■ **TÂCHES À RÉALISER**
- A) Recopiez mot pour mot le passage du texte sur l'IA générative qui s'ouvre sur les mots contenant « Les faussaires sont » et se referme sur « de tromperie également. ».
- B) Poursuivez le texte sur l'IA générative à la suite de sa dernière phrase.

■ **TEXTE PROPOSÉ**
Les algorithmes d'intelligence artificielle générative permettent
de produire des dizaines de milliers de messages quotidiens, pour
un coût beaucoup plus faible qu'une “ferme à trolls” basée sur des
rédacteurs humains. Il est vrai que les messages peuvent être
imparfaits ou hors de propos, mais ils sont bien suffisants pour
faire illusion sur des réseaux sociaux où les contributeurs
humains s'injurient et se répondent de façon stéréotypée, sans
réfléchir et sans lire les messages auxquels ils répondent.
Pour autant que le propriétaire du réseau social n'ait pas mis de
système permettant de filtrer les robots, les messages seront
publiés et vont submerger les messages rédigés par de vrais
contributeurs. Lorsque des sites internets installent des systèmes
du type "vérifiez que vous êtes humains", et pour autant qu'une
machine ne sache pas résoudre le problème, il suffit d'un humain
pour répondre à la vérification et permettre à la machine de
publier des centaines de messages.
Ce qui est vrai sur les réseaux sociaux l'est également sur les
sites internet: il devient très facile de mettre en ligne des
centaines de sites web, dans toutes les langues du monde ou
presque, ressemblant à des sites d'information, de réflexion, de
recherche, ou de simples citoyens, et diffusant les informations
que l'on souhaite. Pour rendre le mensonge plus crédible car
semblant provenir d'une “personne normale”, ces sites peuvent être
agrémentés d'une masse de banalités générées à partir de thèmes
populaires (telles que des informations générales, des conseils de
santé, des récits de voyage, ou des photos d'animaux). De telles
manipulations se faisaient déjà avant l'IA générative (comme le
réseau russe Portal Kombat, révélé en 2023 par VIGINUM),
mais l'IA permet de multiplier de telles attaques avec beaucoup
plus d'efficacité et de crédibilité.
Les faussaires sont aussi anciens que l'écriture, car on ne peut
jamais être totalement sûr de l'auteur d'un texte ou de
l'exactitude de son contenu. Les techniques d'authentification
évoluent, et les techniques de tromperie également.

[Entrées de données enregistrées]

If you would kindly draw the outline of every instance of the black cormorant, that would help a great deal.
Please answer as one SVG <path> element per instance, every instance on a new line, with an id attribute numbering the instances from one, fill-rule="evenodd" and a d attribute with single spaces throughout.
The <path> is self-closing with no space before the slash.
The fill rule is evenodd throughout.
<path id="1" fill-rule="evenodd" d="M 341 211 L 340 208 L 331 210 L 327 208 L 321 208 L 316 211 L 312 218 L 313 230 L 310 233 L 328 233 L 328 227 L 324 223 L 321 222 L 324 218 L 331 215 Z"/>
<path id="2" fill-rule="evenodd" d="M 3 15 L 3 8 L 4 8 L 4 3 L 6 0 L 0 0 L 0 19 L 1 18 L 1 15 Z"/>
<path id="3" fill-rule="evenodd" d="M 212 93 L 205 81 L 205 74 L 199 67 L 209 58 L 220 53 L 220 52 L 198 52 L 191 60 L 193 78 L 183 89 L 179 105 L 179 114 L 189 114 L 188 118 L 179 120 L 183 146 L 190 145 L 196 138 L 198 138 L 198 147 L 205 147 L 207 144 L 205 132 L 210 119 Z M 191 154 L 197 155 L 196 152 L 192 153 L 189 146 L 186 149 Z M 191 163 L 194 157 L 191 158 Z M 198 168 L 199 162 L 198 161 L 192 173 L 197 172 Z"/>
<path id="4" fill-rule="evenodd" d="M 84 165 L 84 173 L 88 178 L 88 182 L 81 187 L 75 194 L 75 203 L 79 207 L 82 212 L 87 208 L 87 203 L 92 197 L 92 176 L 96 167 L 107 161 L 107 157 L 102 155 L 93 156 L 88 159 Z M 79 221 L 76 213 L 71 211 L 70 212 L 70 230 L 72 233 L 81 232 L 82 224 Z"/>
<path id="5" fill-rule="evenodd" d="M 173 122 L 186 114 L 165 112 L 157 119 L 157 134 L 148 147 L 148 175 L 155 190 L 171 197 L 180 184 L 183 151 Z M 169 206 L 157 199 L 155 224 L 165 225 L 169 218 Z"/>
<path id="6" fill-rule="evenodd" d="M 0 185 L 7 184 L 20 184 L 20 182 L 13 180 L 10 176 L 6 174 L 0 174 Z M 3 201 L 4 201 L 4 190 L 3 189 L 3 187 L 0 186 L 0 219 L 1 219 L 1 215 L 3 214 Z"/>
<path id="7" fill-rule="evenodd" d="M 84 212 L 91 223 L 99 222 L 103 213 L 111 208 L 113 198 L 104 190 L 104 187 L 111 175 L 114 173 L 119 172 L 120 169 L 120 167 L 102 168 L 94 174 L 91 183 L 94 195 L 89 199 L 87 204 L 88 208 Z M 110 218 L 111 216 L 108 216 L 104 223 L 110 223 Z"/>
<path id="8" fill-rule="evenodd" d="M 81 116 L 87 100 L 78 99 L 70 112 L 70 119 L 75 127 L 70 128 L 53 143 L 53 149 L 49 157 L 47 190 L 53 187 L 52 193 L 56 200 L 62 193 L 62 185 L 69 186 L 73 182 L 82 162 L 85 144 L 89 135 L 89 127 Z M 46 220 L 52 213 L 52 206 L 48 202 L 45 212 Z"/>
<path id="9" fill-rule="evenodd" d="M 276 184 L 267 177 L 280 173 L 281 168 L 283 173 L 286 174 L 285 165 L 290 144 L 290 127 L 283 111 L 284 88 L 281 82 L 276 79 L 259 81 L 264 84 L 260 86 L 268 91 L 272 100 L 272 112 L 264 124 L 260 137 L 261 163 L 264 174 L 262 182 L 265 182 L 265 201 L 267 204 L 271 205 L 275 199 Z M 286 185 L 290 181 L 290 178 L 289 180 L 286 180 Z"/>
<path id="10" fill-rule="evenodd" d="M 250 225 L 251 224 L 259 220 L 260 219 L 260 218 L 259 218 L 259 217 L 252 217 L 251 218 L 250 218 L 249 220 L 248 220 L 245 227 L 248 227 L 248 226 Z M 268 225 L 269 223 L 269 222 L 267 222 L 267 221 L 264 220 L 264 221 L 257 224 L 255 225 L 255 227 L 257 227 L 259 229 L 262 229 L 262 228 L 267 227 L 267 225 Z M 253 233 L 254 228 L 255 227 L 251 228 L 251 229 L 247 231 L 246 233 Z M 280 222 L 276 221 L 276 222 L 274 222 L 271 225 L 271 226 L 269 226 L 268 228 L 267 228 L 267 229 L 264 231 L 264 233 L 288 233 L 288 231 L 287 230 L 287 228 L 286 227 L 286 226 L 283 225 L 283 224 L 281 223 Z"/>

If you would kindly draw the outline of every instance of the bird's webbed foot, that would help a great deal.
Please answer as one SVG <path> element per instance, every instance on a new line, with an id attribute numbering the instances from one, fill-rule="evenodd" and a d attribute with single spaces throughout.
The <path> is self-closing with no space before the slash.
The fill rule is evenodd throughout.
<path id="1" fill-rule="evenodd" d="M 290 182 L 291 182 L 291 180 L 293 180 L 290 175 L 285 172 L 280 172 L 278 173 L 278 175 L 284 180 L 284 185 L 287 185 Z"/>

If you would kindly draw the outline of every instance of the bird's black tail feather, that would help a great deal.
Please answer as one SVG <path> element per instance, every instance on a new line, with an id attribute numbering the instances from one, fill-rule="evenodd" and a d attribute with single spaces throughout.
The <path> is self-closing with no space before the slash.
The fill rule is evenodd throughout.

■ **RÉPONSES PAR TÂCHE**
- A)
Les faussaires sont aussi anciens que l'écriture, car on ne peut
jamais être totalement sûr de l'auteur d'un texte ou de
l'exactitude de son contenu. Les techniques d'authentification
évoluent, et les techniques de tromperie également.

- B)
La perfection technique ou le coût de la réalisation ne procure
qu'une confiance relative: dans l'Antiquité, un texte gravé sur
une grande dalle de marbre atteste que l'auteur a certains moyens,
mais un royaume ennemi peut aisément produire une version
falsifiée.
Depuis toujours, on a authentifié des documents en les signant ou en y apposant un sceau (empreinte dans l'argile, la cire, le plomb, ou avec de l'encre). Depuis toujours, il y a des signatures imitées, des sceaux en cire délicatement ouverts avec une aiguille chauffée, des empreintes reproduites, etc. Mais l'arrivée d'outils modernes a rendu ces solutions totalement vaines: on peut recopier n'importe quelle signature, reproduire fidèlement n'importe quel sceau grâce à l'usinage à commande numérique, ce n'est qu'une question de moyens et surtout de compétences.
Au cours du XXe siècle, même un texte dont on ignore l'auteur a pu être jugé crédible, lorsqu'il est accompagné de preuves telles que des photos, ou des enregistrements sonores puis vidéo. Cette crédibilité a disparu, avant même l'arrivée de l'IA générative, à cause des outils numériques. La retouche photo est désormais faciles (avec des logiciels tels que Photoshop), une photo ne prouve plus rien, à moins qu'on connaisse son origine. Les logiciels de manipulation sonore et de montage vidéo ont fait de même pour les sons et les vidéos. De plus, la disponibilité de grandes bases de données de contenus permet d'illustrer un mensonge à propos d'un conflit avec une photo ou une vidéo issue d'un tout autre conflit. Avec ces outils, la qualité n'est certes pas toujours parfaite, mais elle peut être diffusée en qualité volontairement médiocre, feignant d'avoir été enregistrée par une “vraie personne” avec son smartphone (on trouve ainsi de fausses émissions de télévision, soi-disant capturées par un smartphone sur l'écran de la télé).
Cette évolution s'est accélérée avec l'IA générative, faisant disparaître presque entièrement la notion document constituant une preuve, à moins de pouvoir garantir l'origine du document. Les images générées par IA sont rarement plus convaincantes qu'une image trafiquée avec Photoshop, mais elles sont beaucoup plus faciles à créer, et on peut en créer des centaines avant que le destinataire ait pu découvrir la supercherie sur une seule. Mais c'est surtout dans le son et la vidéo que l'IA générative se révèle redoutable: on peut facilement imiter la voix d'une personne et lui faire dire n'importe quel texte, ou même montrer la vidéo d'un politicien prononçant un discours qu'il n'a en réalité jamais tenu.
Au XIXe siècle (et même bien avant), on savait déjà
qu'il était impossible de croire à un texte imprimé, si on
ignorait qui l'avait rédigé et imprimé. Le fait que les journaux
soient clairement identifiés, avec un directeur pénalement
responsable s'il publie des accusations mensongères, permettait de
s'y retrouver un peu mieux: on pouvait par exemple estimer que L'Aurore était un journal
crédible, surtout si on l'a acheté dans son réseau de
distribution, bien plus que s'il s'agit d'une coupure de presse
exhibée par un inconnu.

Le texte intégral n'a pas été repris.